[Given instruction A]:
According to the Ontario wine report, which edition of Cuvée took place in Niagara Falls?

[Supplied text]:
++++

Highlights from March 19th, Taste Ontario and Cuvée
By John Szabo MS
This week’s report shines a spotlight on local wines in the wake of two big Ontario wine tastings last week. There was palpable energy at the ROM for Taste Ontario, where an impressively large contingent of sommeliers, media and wine buyers had gathered to take the pulse on the latest Ontario vintages releases. I share some of my top new picks here. The 28th edition of Cuvée also rolled out in Niagara Falls last weekend, and Sara d’Amato and Michael Godel each select three of their most memorable wines from the gala tasting.
The March 19th VINTAGES release features yet more Italian wines. And at the risk of over saturating you with vino, I’ve picked out two irresistible bargains, a red and a white both under $20. Also included is a trilogy of smart buys from South Africa that has your dinner covered from bubbles to main course, and a pair of outrageous $13.95 values from the Iberian peninsula.
Taste Ontario Highlights: 2013s and 2014s
This year’s Taste Ontario event featured mostly wines from the 2014 and 2013 vintages, with the rare early release 2015 thrown in. After the warm 2012 vintage, 2013 saw a return to more ‘normal’ temperatures on average, although with highly variable weather, with occasional disruptions caused by inopportune rains especially towards the end of the growing season.
Earlier ripening varieties fared best, and it has turned out to be an excellent year for the grapes Ontario does well most consistently, namely riesling and chardonnay, as well as other aromatic white varieties. For reds the top pinots are spectacular, refined and fragrant wines, while cabernet franc returned to its appropriate cool climate style, certainly a local strength. The harvest was the largest on record, so there will be plenty of wine to go around.
Many of you will recall the brutal polar vortexes of winter in 2014 – I recall some 20 days in February with temperatures below -10ºC, and many days well below -20ºC. It seemed like the winter that would never end (how much nicer has this winter been?) Grapes, of course, suffered, and it was a stark reminder to growers that Ontario’s climate is not suitable to the ludicrously wide variety of grapes grown here. Tender grapes like syrah, semillon, sauvignon blanc and merlot were reduced to next to zero crop in many vineyards, if not killed outright by the repeated pummelling of glacial polar air masses. Quantities, needless to say, were down sharply. The positive side is that there’s now a better appreciation of matching site to variety. Vineyards that required re-planting will presumably feature varieties more suitable to the site.

++++

[Data in this exercise]:

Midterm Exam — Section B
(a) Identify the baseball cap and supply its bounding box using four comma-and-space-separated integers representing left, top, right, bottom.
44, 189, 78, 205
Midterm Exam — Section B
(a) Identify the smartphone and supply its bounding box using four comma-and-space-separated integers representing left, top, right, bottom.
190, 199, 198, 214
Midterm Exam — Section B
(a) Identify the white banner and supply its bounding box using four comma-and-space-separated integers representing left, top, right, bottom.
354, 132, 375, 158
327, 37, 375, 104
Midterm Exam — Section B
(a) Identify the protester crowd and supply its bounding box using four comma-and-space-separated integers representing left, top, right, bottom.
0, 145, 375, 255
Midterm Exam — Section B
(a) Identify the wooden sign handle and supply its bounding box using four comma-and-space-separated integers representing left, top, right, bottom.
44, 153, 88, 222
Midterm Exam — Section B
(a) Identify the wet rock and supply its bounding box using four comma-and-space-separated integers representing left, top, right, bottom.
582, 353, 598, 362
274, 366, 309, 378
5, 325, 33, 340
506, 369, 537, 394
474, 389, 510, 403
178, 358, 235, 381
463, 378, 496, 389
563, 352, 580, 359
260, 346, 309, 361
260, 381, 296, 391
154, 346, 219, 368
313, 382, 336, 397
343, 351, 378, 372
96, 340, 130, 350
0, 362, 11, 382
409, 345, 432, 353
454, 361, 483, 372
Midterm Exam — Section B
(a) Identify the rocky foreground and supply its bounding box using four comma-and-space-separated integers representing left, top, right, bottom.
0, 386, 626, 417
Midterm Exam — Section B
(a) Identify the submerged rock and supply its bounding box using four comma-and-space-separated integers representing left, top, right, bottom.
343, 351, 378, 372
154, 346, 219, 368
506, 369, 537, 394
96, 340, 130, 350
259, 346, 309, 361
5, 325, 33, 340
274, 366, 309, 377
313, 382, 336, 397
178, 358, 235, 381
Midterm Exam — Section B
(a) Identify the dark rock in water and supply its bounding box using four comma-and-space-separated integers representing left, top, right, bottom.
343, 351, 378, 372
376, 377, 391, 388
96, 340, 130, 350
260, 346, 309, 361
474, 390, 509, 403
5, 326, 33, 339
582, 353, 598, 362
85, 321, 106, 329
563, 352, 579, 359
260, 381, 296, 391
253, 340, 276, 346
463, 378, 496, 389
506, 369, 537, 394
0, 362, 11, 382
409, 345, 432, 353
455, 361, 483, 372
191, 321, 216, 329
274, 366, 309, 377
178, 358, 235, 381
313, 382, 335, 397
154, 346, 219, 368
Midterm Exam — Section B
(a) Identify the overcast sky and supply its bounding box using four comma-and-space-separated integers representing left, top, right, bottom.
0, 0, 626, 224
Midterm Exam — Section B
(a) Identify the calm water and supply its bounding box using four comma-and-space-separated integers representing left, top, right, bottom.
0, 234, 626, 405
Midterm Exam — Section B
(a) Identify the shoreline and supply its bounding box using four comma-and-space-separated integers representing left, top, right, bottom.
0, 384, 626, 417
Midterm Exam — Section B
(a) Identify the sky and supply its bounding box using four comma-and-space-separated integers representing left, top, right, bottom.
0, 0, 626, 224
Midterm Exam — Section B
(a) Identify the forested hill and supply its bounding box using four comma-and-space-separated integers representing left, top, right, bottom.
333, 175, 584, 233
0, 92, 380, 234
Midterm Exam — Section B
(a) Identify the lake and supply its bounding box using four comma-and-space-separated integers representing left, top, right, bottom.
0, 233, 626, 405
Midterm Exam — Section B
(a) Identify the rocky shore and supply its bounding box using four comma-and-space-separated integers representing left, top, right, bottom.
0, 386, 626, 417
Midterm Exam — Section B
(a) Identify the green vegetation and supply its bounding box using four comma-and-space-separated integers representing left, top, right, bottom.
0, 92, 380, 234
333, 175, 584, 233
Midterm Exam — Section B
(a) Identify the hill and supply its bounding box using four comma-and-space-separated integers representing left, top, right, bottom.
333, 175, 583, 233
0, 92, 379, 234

++++

[Given instruction B]:
Copy the records word for word, from their first line through the line that contains "190, 199, 198, 214".

[Solution A]:
The 28th edition.

[Solution B]:
Midterm Exam — Section B
(a) Identify the baseball cap and supply its bounding box using four comma-and-space-separated integers representing left, top, right, bottom.
44, 189, 78, 205
Midterm Exam — Section B
(a) Identify the smartphone and supply its bounding box using four comma-and-space-separated integers representing left, top, right, bottom.
190, 199, 198, 214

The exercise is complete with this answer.